Keep the wording of each record exactly the same when you repeat it, and leave out pictures.

[Items from a dataset]
* start *

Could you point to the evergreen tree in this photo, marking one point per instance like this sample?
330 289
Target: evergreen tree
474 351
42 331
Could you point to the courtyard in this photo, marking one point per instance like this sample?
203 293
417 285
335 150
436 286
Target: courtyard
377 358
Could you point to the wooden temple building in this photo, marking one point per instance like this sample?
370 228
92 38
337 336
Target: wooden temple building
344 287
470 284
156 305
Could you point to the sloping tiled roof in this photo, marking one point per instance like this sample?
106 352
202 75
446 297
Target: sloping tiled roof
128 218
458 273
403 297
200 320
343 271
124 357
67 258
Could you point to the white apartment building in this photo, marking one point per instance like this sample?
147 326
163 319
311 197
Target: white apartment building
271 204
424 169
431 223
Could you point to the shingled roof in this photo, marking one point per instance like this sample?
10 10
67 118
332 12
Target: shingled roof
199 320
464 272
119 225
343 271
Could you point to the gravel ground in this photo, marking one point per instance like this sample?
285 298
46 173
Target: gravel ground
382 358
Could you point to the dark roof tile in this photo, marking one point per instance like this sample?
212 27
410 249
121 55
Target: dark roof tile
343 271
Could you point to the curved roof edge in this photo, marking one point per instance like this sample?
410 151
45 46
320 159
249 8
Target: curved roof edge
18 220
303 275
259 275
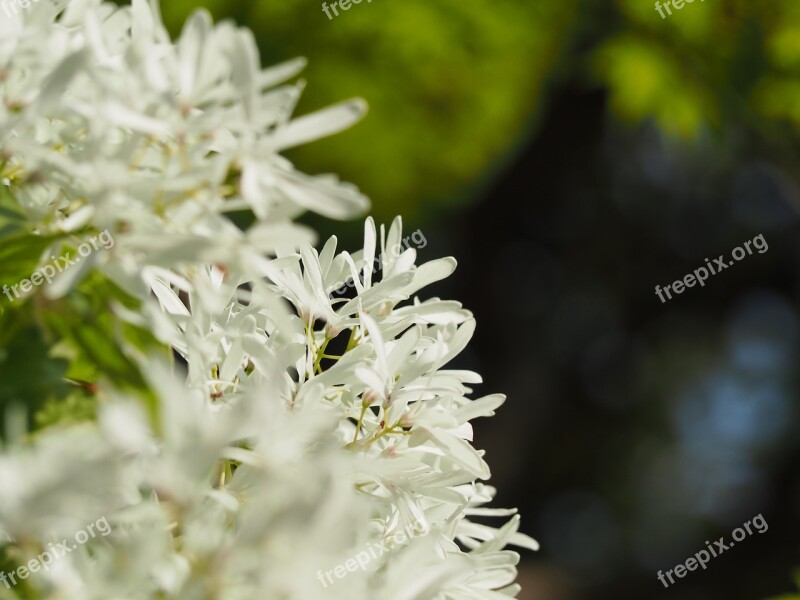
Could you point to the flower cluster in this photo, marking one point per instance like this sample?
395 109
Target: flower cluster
289 426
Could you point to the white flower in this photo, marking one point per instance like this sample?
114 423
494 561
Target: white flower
302 423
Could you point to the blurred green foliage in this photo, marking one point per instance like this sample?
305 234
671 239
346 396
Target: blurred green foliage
451 85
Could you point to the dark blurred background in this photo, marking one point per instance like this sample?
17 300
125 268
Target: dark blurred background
573 155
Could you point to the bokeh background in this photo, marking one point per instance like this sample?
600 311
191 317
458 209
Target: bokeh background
572 154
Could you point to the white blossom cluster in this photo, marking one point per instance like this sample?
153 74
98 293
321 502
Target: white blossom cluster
294 427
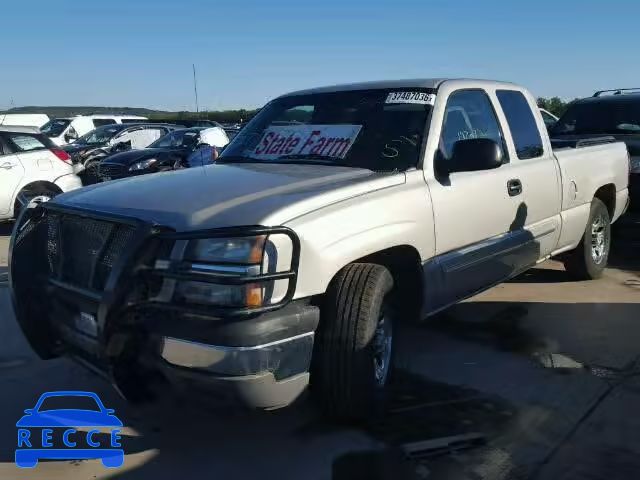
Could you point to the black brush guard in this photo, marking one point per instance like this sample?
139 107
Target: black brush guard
66 261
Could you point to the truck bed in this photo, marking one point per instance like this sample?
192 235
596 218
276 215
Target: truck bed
562 143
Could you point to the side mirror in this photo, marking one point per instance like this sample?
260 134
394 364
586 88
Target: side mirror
475 154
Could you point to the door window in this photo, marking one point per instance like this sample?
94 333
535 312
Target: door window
468 115
524 130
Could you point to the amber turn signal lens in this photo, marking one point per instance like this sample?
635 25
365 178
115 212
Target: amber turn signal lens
255 256
254 295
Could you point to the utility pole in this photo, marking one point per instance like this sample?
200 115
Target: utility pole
195 87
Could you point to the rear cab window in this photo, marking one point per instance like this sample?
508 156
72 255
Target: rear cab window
522 124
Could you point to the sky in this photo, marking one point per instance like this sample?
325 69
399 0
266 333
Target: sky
139 53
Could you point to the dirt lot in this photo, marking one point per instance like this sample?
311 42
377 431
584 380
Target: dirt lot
543 369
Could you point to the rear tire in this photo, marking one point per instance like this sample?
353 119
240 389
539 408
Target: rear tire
589 259
354 344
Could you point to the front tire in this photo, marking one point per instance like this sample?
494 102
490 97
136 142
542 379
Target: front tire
354 344
589 259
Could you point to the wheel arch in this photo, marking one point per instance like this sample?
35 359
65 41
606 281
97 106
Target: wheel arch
405 265
607 194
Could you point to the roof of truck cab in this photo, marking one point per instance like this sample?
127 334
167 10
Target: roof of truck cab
389 84
621 98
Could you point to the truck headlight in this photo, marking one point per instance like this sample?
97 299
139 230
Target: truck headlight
240 256
142 165
248 295
242 272
243 250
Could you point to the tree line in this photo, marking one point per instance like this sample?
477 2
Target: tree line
555 105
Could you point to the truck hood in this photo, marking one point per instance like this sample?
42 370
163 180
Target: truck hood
229 195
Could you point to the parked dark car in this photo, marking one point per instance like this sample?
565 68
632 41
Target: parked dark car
90 149
188 123
177 149
614 113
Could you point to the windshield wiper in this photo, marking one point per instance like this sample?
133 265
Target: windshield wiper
308 158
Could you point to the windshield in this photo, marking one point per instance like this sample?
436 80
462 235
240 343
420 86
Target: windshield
374 129
619 116
55 127
177 139
66 402
100 135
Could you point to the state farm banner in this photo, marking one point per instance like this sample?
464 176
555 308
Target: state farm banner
326 140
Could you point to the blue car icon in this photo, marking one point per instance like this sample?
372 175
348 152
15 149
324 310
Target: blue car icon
31 448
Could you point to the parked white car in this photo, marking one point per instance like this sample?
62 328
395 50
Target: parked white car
32 170
66 130
24 119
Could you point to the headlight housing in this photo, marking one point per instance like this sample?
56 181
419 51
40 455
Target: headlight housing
235 272
244 250
142 165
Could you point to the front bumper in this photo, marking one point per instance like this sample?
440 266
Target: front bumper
263 376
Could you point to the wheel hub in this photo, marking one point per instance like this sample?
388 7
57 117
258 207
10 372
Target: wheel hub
382 342
599 240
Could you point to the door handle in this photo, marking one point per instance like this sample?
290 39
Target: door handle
514 187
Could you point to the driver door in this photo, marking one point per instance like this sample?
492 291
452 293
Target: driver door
478 221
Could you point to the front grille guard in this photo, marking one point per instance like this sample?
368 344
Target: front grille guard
176 272
127 267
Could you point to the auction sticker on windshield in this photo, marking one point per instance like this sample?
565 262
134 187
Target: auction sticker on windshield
420 98
325 140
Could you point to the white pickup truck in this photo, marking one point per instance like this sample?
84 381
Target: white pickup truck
335 213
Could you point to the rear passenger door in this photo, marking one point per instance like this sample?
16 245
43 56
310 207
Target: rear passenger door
535 167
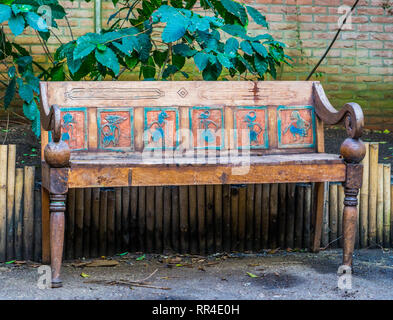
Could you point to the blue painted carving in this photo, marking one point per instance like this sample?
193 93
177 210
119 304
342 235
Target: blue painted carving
111 130
68 128
205 123
253 127
298 126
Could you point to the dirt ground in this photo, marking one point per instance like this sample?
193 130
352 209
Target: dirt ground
264 276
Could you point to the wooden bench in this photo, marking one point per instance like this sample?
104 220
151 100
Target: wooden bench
112 134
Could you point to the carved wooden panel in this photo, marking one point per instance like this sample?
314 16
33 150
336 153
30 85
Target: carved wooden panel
296 127
161 127
207 127
251 127
115 129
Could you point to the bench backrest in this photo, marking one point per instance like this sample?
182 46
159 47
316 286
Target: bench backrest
110 118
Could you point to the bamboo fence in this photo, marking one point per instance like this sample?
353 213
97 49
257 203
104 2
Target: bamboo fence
190 219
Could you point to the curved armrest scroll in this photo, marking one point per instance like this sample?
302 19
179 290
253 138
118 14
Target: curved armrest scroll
50 116
351 112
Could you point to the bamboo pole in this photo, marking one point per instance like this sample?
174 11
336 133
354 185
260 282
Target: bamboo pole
290 223
250 198
386 204
265 215
372 199
3 202
218 217
159 200
150 219
111 211
242 218
307 217
192 200
95 222
10 200
299 216
226 215
258 217
273 226
201 219
364 198
19 213
28 213
333 215
87 222
79 215
380 205
183 205
37 225
340 212
325 220
234 218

* end *

--- Result below ---
Could you point to the evergreen tree in this photo, marking one point per instance like this sample?
330 289
Target: evergreen tree
474 351
42 331
Could you point to the courtyard in this photo, marking one point per instance like this sample?
203 293
417 285
335 150
436 286
Target: courtyard
377 358
Could you point to the wooden temple building in this photo, marking one point per instance like this sample?
370 228
92 38
337 336
Target: wooden temple building
344 287
470 284
156 305
Could you point to the sloping tiled roof in this photo, marking one point per instance like this sample?
106 352
202 75
446 297
Target: sloping tiled roof
128 218
458 273
403 297
200 320
343 271
124 357
67 258
Could you point to the white apartment building in this photo, marking one point per instance like this sample?
147 326
163 319
311 197
Target: white apartment building
271 204
424 169
431 223
Could you point to the shingled roof in this photo, marking one point per instance like this sample?
10 10
67 118
332 12
Target: shingled roof
199 320
464 272
119 225
343 271
Could you point to the gravel ground in this photo, marking one point per instance like this sample?
285 298
46 173
Target: gravel ground
382 358
Could you point to the dark roof tile in this photo, marking one point per instance like this sample?
212 27
410 249
121 55
Target: dark roof tile
343 271
Could you point to the curved roof edge in this photo, marking one point per instance like this sample?
410 151
45 46
320 159
249 8
Target: curved roof edge
18 220
303 275
259 275
Could you point to the flower cluster in this photo, marking one point per instance like this sample?
395 109
Target: flower cluster
289 426
Could you point to the white flower in this photo, marking one point per instance like this sample?
114 423
494 561
Target: white flower
302 423
Could you point to the blurred green foliage in this photo, marking one point per instance like this sample?
305 234
671 239
346 396
Target: blurred green foliage
451 85
Could you point to the dark blurred background in this photo, marking one point per instance like this sample?
17 300
125 268
Target: dark blurred background
573 155
Could you point to the bokeh background in this photo, marking one point per instance like this sample?
600 311
191 317
458 209
Target: bokeh background
572 154
Could you point to the white blossom cluster in this photo, marking one point per instance like this sample?
153 74
98 293
321 502
Target: white blossom cluster
294 427
Could you point to the black brush guard in this photo, marking one point per instance like this sample?
139 107
Target: black brush guard
66 261
Could you point to the truck bed in this photo, marking one point per instance like this sample?
192 235
596 218
276 215
Target: truck bed
562 143
Could you point to the side mirror in this photo, marking one point per instance like this sample?
260 134
394 364
586 88
Target: side mirror
475 154
Could you point to the door window in this photo, marking one point per instance like this sample?
94 333
535 312
Target: door window
468 115
524 130
Could you point to the amber turn signal lens in this photo, marking one point per instance like this sample?
635 25
365 178
115 212
Target: amber turn signal lens
255 256
254 295
Could you point to the utility pole in this photo, marking one point per instance like this sample?
200 115
Target: utility pole
195 87
Could you point to the rear cab window in this photo, marking one point per instance like this sample?
508 156
72 255
Target: rear cab window
522 124
Could you point to the sky in this photo, marking one point per instance like this sample?
325 69
399 0
266 333
Target: sky
139 53
Could you point to the dirt lot in this photo, marking one point per instance like this sample?
311 42
377 431
584 380
Target: dirt lot
543 369
Could you point to the rear tire in this photo, marking one point per instance like this sample?
353 119
240 389
539 408
Target: rear tire
589 259
354 344
Could you point to the front tire in this photo, marking one point per instance like this sample?
494 102
490 97
136 142
542 379
Target: front tire
354 344
589 259
Could you point to the wheel arch in this photo, marking one point per instance like this sample?
35 359
65 41
606 281
97 106
Target: wheel arch
405 265
607 194
Could you point to the roof of truck cab in this photo, marking one point per instance like this sample?
127 334
167 10
Target: roof of truck cab
389 84
621 98
Could you point to the truck headlight in this photo, marking one point per instance like this sample?
97 299
139 230
Target: truck headlight
240 256
142 165
248 295
242 272
243 250
Could you point to the tree line in this photo, marking one point per instance like this sample?
477 2
Target: tree line
555 105
Could you point to the truck hood in this photo, marking one point per instance like this sample?
42 370
163 180
Target: truck hood
229 195
Could you point to the parked dark car in this photo, marking one point per instance like this sample?
565 68
632 41
Target: parked dark car
90 149
188 123
177 149
614 113
Could you point to the windshield wiper in this photo, marking one point per instance like this sample?
133 265
Target: windshield wiper
308 158
Could you point to the windshield in this photo, marking one point per instance like this sample?
436 80
462 235
240 343
420 86
Target: windshield
374 129
619 116
55 127
177 139
66 402
100 135
Could you point to the state farm banner in this photo, marking one point per instance like this sample?
464 176
555 308
Target: state farm banner
326 140
Could you point to the blue car icon in this photo, marking one point per instance like this sample?
372 175
348 152
15 149
324 310
Target: blue car icon
31 448
Could you point to the parked white car in this photo, marking one point per instance like this sample?
62 328
395 50
Target: parked white car
32 170
66 130
24 119
Could you point to the headlight housing in this photo, marking one point per instance like this sample?
56 181
419 51
40 455
Target: headlight housing
235 272
244 250
142 165
Could you point to the front bumper in this photo, marking one point per instance like this sample?
440 266
Target: front bumper
263 376
Could you point to the wheel hub in this photo, marking one point per instance like this sample?
388 7
57 117
258 207
10 372
Target: wheel hub
382 342
599 240
Could you point to the door handle in this photo, marking one point per instance like this sample?
290 39
Target: door handle
514 187
Could you point to the driver door in this photo, marking one point per instance like this sample?
492 291
452 293
Target: driver door
478 221
Could you point to the front grille guard in this photo, marking one point per instance like this sample?
368 344
Target: front grille guard
176 272
127 267
Could you point to the auction sticker on windshield in this photo, marking one point per instance like this sample?
565 262
134 187
Target: auction sticker on windshield
420 98
325 140
Could you point to the white pickup truck in this photo, marking one point per instance like this sample?
84 381
Target: white pickup truck
335 213
Could you point to the rear passenger door in this photo, marking one point per instance like this sample?
16 245
43 56
310 207
Target: rear passenger door
535 167
Could you point to the blue painted carving in this photo, marking one point per instance like this sample?
193 93
177 210
119 304
342 235
Target: blue painted carving
111 130
68 128
205 123
253 127
298 126
Could you point to the dirt ground in this photo, marking one point per instance like this sample?
193 130
352 209
Target: dirt ground
264 276
Could you point to the wooden bench in this photo, marking one point per instance like this sample?
104 220
151 100
Target: wooden bench
112 134
Could you point to the carved wooden panel in this photo, marking one point per instance like this sample?
314 16
33 150
336 153
30 85
Target: carved wooden panel
296 127
161 127
207 127
251 127
115 129
Could you point to the bench backrest in this photo, marking one point per instance like this sample?
182 46
159 47
316 286
Target: bench backrest
110 118
Could you point to the bamboo fence in this photo, marking one point per instance like this sample?
353 213
97 49
257 203
104 2
Target: bamboo fence
190 219
Could you point to the curved armrest scroll in this photo, marking one point per instance like this sample?
302 19
179 290
253 138
118 14
Target: curved armrest scroll
50 116
351 112
Could you point to the bamboo pole in this photo, marking one point per instance like this sample?
174 11
336 133
354 185
260 282
Target: bamboo pole
290 223
250 198
386 204
265 215
372 199
3 202
218 217
159 200
150 219
111 211
242 218
307 217
192 200
95 222
10 200
299 216
226 215
258 217
273 226
201 219
364 198
19 213
28 213
333 215
87 222
79 215
380 205
183 205
37 225
340 212
325 220
234 218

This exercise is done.